EXTRAIT DU TEXTE:
= = =

Tout ce qu'il faut retenir de l'édition d'automne de la Nvidia GTC 2025

Data / IA

GTC 2025 d’Automne : Nvidia fait de l’Amérique le cœur battant de l’IA

Par Laurent Delattre, publié le 31 octobre 2025

De la recherche scientifique aux datacenters, Nvidia orchestre l’intégration totale de l’IA dans l’économie américaine. En reliant GPU, cloud, quantique et télécoms, Jensen Huang a érigé à l’occasion de sa GTC 2025 d’automne une colonne vertébrale technologique mondiale de l’IA sous bannière américaine. Retour sur les principales annonces d’un show made in USA…

La conférence GTC, acronyme de GPU Technology Conference (GTC), est la grand-messe biannuelle de Nvidia, où développeurs, chercheurs, industriels et décideurs politiques viennent écouter Jensen Huang tracer les contours de l’avenir numérique.
L’édition d’automne 2025 se tenait cette semaine à Washington, à quelque pas de la Maison-Blanche, comme un symbole d’un dialogue direct avec le pouvoir américain, alors que, pendant ce temps, Donald Trump allait discuter de certains sujets « chauds » avec le président chinois Xi Jinping, dont l’accès de la Chine à la technologie Blackwell et la récente interdiction de Nvidia en Chine.

= = =

INFORMATIONS FOURNIES:
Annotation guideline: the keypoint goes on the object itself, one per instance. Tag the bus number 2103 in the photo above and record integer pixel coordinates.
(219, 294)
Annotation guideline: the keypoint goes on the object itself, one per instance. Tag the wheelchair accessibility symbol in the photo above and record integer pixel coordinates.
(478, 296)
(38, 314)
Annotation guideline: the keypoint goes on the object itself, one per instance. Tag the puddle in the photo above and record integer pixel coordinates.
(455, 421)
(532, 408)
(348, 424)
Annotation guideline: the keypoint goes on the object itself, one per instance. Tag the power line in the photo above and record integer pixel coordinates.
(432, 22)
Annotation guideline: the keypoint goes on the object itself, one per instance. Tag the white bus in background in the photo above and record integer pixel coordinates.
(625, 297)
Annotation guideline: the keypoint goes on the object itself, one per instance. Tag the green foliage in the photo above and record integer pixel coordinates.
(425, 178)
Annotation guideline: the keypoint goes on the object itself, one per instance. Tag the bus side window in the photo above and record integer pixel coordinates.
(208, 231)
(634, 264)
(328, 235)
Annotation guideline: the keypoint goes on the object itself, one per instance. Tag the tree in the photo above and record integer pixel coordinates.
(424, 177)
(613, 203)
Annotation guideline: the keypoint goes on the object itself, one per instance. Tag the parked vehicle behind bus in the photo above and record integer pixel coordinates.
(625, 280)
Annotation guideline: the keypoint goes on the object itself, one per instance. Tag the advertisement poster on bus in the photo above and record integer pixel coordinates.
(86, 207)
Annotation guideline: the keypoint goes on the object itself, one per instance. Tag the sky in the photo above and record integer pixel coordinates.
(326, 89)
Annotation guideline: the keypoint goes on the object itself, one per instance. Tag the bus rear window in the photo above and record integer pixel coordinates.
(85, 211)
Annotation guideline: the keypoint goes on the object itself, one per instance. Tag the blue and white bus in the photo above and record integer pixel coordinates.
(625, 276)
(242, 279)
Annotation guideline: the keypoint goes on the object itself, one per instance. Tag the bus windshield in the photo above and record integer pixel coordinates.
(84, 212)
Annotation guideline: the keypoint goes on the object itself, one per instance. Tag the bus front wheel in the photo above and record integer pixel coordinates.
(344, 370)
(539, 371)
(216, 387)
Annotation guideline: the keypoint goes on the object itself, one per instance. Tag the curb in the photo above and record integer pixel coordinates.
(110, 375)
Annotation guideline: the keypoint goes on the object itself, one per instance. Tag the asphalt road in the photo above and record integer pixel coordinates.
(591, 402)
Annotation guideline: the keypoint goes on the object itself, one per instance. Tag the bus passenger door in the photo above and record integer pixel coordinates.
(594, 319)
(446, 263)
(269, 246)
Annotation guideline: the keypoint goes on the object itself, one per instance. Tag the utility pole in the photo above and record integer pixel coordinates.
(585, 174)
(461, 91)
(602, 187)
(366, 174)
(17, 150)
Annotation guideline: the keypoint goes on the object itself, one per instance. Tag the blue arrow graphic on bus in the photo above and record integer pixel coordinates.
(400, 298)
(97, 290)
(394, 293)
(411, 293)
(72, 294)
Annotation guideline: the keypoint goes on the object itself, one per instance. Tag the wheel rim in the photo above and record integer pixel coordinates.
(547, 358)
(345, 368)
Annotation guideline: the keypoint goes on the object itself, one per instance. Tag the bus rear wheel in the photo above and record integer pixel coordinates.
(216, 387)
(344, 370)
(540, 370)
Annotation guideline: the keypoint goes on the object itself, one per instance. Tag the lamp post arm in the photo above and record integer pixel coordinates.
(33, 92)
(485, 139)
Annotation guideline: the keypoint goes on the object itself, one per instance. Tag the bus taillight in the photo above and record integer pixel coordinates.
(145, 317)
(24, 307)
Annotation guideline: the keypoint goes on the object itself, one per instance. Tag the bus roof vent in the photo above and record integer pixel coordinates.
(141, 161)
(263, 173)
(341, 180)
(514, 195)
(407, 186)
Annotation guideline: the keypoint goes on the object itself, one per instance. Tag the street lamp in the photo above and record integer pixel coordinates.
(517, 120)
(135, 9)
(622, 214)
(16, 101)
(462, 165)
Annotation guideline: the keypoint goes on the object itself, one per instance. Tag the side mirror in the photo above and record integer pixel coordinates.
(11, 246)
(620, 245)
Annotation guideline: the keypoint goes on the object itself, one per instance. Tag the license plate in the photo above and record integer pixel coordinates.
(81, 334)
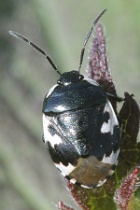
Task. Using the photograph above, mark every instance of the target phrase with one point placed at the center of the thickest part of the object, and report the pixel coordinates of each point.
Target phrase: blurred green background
(28, 179)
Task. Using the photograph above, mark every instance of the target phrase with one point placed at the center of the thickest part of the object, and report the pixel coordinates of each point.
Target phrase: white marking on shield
(53, 139)
(112, 159)
(113, 121)
(65, 170)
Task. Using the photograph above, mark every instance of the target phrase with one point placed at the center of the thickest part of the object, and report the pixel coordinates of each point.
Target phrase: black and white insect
(80, 126)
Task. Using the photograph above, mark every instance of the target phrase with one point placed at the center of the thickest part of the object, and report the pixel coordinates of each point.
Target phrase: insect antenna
(19, 36)
(87, 38)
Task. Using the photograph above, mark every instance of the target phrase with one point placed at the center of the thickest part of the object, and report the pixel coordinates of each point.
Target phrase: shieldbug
(80, 126)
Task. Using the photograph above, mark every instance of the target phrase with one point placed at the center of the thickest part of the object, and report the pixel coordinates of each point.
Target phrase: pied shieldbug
(81, 129)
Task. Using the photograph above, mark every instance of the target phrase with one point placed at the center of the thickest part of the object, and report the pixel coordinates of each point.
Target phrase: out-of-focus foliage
(28, 179)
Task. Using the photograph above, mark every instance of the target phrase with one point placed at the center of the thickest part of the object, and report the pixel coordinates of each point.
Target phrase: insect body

= = =

QUESTIONS SUR LE CONTENU:
A. Recopiez, s'il vous plaît, le passage de l'article compris entre "GTC 2025 d’Automne : Nvidia" et "de l’avenir numérique.", ces deux bornes incluses.
B. Répondez aux questions suivantes d'après l'article :
(i) À quelle date l'article a-t-il été publié ?
(ii) Que signifie l'acronyme GTC ?
(iii) Dans quelle ville se tenait l'édition d'automne 2025 ?

RÉPONSES NUMÉROTÉES:
A.
GTC 2025 d’Automne : Nvidia fait de l’Amérique le cœur battant de l’IA

Par Laurent Delattre, publié le 31 octobre 2025

De la recherche scientifique aux datacenters, Nvidia orchestre l’intégration totale de l’IA dans l’économie américaine. En reliant GPU, cloud, quantique et télécoms, Jensen Huang a érigé à l’occasion de sa GTC 2025 d’automne une colonne vertébrale technologique mondiale de l’IA sous bannière américaine. Retour sur les principales annonces d’un show made in USA…

La conférence GTC, acronyme de GPU Technology Conference (GTC), est la grand-messe biannuelle de Nvidia, où développeurs, chercheurs, industriels et décideurs politiques viennent écouter Jensen Huang tracer les contours de l’avenir numérique.

B.
(i) Le 31 octobre 2025.
(ii) GPU Technology Conference.
(iii) À Washington.